Exercise tasks:
• A. In the article on a proposed offence of corporate failure to prevent economic crime, why does the writer call the saying "Failure is not an option" inaccurate? Answer in one to three sentences.
• B. Answer these questions from the article on a proposed offence of corporate failure to prevent economic crime:
(i) What reasons does the writer list for why people may want to succeed?
(ii) Which business crimes does the article name as examples when describing what the UK government is weighing up?
(iii) Which existing provision does the writer say the new offence would likely resemble?

Text for analysis:
== Segment start ==
Author: Azizur Rahman  18 December 2014
5 min read

Official talk of a new offence of failing to prevent fraud, money laundering and other business crimes may emphasise the need for compliance. But Aziz Rahman wonders if it may not prove too difficult to implement.

In our own way, each of us does what we can to prevent failure. Whether it is in our personal or professional lives, we all prefer to succeed. Our reasons may vary – we may be seeking rewards, acceptance, respect or self-satisfaction – but none of us likes to fail. “Failure is not an option’’ is how the saying goes. It is an inaccurate statement as failure is always an option. Our attempts to prevent or avoid it are spurred on by the reasons I mentioned above. But now a new reason may be on the horizon – the need to stay on the right side of the law.

As we write this, the UK government is weighing up whether companies should face criminal charges if they fail to prevent business crimes such as money laundering and fraud. Nothing official has yet been announced but the idea has been floated through appropriate channels.

Attorney General Jeremy Wright chose his first major speech in the post last month to flag up the idea. He told a conference in Cambridge that the government was “considering proposals for the creation of an offence of a corporate failure to prevent economic crime’’. No more details are forthcoming as yet but it sounds as if the offence, should it come into force, would follow similar lines to the failure to prevent bribery under Section 7 of the Bribery Act. Like that section of the Bribery Act, the onus is on companies and individuals to take responsibility for those acting on their behalf. But any such new offence of corporate failure could have a much greater effect on the legal landscape than Section 7 has had.
== Segment end ==
Data section:
== Segment start ==
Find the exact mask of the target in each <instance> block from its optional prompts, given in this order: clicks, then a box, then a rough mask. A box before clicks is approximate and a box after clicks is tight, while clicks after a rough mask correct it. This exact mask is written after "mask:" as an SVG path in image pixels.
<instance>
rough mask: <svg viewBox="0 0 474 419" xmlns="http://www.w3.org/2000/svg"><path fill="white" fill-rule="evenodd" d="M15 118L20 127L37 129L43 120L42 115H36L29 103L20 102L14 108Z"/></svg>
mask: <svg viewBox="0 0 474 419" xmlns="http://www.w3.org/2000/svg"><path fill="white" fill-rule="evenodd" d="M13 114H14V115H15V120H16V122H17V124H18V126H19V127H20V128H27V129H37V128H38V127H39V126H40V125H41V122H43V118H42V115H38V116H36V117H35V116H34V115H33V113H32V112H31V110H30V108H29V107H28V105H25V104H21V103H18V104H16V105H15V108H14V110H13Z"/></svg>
== Segment end ==
Response list:
• A. The writer calls the saying inaccurate because failure is always an option. People may try hard to prevent or avoid it, but it always remains possible.

• B.
(i) Rewards, acceptance, respect or self-satisfaction.
(ii) Money laundering and fraud.
(iii) Section 7 of the Bribery Act, on failure to prevent bribery.